Belge Alıntısı:
--------
“İzmir’de bu ruhu yeniden yayacağız”

Başkan Soyer Köy Enstitüleri’nin 79’uncu kuruluş yıl dönümünde Yeni Kuşak Köy Enstitülüler Derneği’nin gerçekleştirdiği Aydınlanma Onur Ödülü Töreni’ne katıldı

  • Oluşturulma Tarihi : 19.04.2019 08:31
  • Güncelleme Tarihi : 19.04.2019 08:31
  • Kaynak : HABER MERKEZİ
“İzmir’de bu ruhu yeniden yayacağız” haberinin görseli

İzmir Büyükşehir Belediye Başkanı Tunç Soyer Köy Enstitüleri’nin 79’uncu Kuruluş yıl dönümünde Yeni Kuşak Köy Enstitülüler Derneği’nin (YKKED) gerçekleştirdiği Aydınlanma Onur Ödülü Törenine katıldı. Aydınlanma Onur Ödülü’nün Muzaffer İlhan Erdost’a verildiği törende konuşan Başkan Soyer, “Köy enstitüleri ruhunu İzmir’den başlamak üzere yeniden dünyaya getireceğiz” şeklinde konuştu. Kültürpark İzmir Sanat’ta gerçekleşen törende, bir kuşağın “eşitlik, özgürlük, adalet” gibi evrensel değerlerle buluşmasını sağlayan YKKED tarafından bu yıl Aydınlanma Onur Ödülü Muzaffer İlhan Erdost’a layık görüldü.
HER ŞEY FARKLI OLURDU
Törende konuşan İzmir Büyükşehir Belediye Başkanı Tunç Soyer şunları söyledi: “Bu topraklarda nice fikir doğdu, hayata geçti. Kimisi yaşıyor, kimisi çoktan unutuldu. Bir de ortadan kaldırılsa bile, ruhları ve tüm ilham kaynaklarıyla aramızda yaşayan düşünceler, atılan tohumlar var. Hiç şüphesiz ki bunların başında köy enstitülerimiz geliyor. Kuruluşunun 79. yılında köy enstitüleri işte bu nedenle halen daha gündemimizde. Daha öncesinde pek çok uzmanın dile getirdiği gibi, köy enstitüleri kapatılmasaydı eğer, bugün her şey çok farklı olurdu.”
--------
Veri Kayıtları:

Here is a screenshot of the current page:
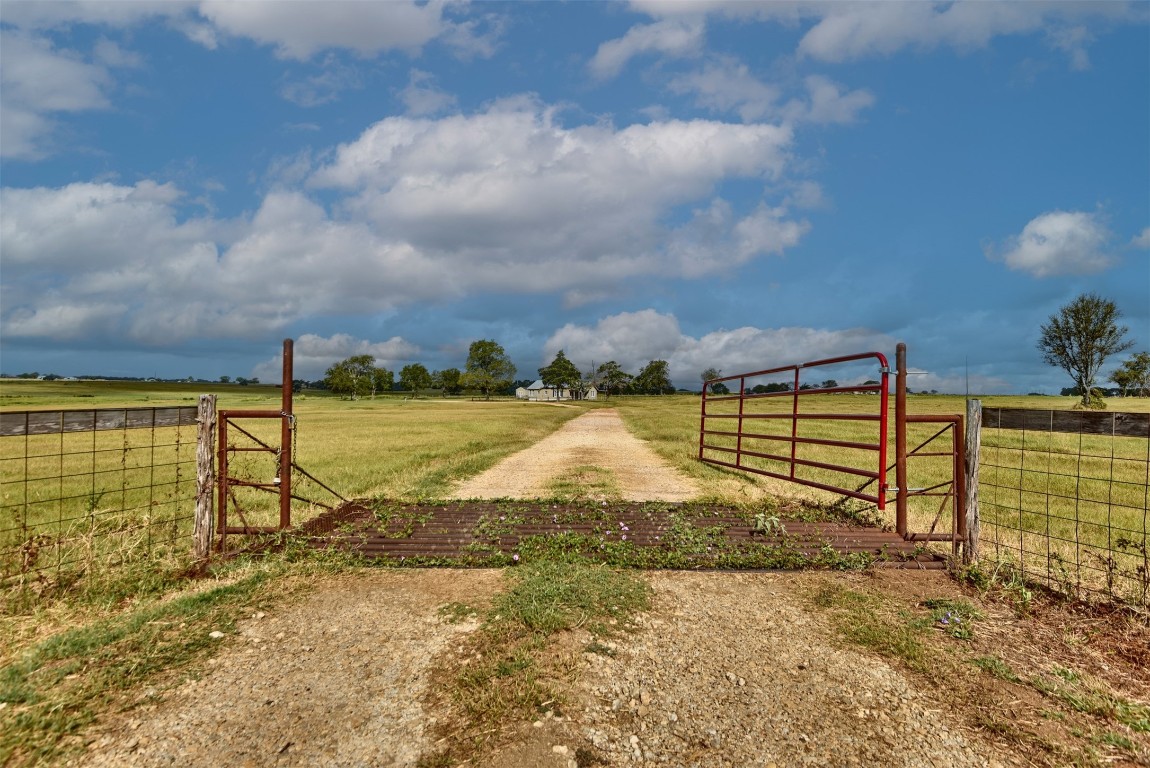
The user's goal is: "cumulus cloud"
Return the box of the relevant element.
[589,17,704,79]
[0,100,808,344]
[631,0,1131,69]
[252,333,420,382]
[667,56,874,123]
[199,0,446,61]
[987,210,1113,277]
[543,309,895,386]
[0,29,112,160]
--------
Alıştırma Görevleri:
1. Lütfen kayıtlardaki satırları, boş satırları atlayarak numaralı bir liste hâlinde yeniden yazın ve resimleri yanıta almayın.
2. Köy Enstitüleri töreni haberini, gösterilen son cümleden sonra gelecek kısımla sürdürün.

Beklenen Sonuçlar:
1.
1. Here is a screenshot of the current page:
2. The user's goal is: "cumulus cloud"
3. Return the box of the relevant element.
4. [589,17,704,79]
5. [0,100,808,344]
6. [631,0,1131,69]
7. [252,333,420,382]
8. [667,56,874,123]
9. [199,0,446,61]
10. [987,210,1113,277]
11. [543,309,895,386]
12. [0,29,112,160]

2.
ÇİFTÇİLERİMİZ YÖN VERECEKTİ
“Peki köy enstitüleri yaşasaydı bugün farklı olacak şeyler tam olarak neydi” diyen Başkan Soyer, “Bir akademisyen olarak değil ama, bir yerel yönetici olarak size bu konudaki düşüncelerimi madde madde aktarmak istiyorum. Her şeyden evvel, kırsalda ve şehirlerde yaşayan insanlarımız birbirini çok daha iyi tanıyacaktı. Zira bu enstitüler, Anadolu’daki kadim bilginin, modern, akademik bilgiyle bir sentezini yapacaktı. Şehirde yaşayanlar köylünün sorunlarını, köylü de şehirdeki vatandaşlarımızın beklentilerini daha iyi anlayacaktı. Böyle olunca, tarım politikalarına yalnızca tarım tekellerinin lobi faaliyetleri değil, aynı zamanda Türkiye’nin kendi öz tarım kültürü ve çok daha örgütlü olan çiftçilerimiz yön verecekti. Nereye baksak, en verimli, en doğru neyi üretmemiz gerektiğini çok daha iyi bilecektik. Bu sayede yerel tohumlarımızı koruyacak, ithal, hibrit tohumlara mahkum kalmayacaktık” dedi.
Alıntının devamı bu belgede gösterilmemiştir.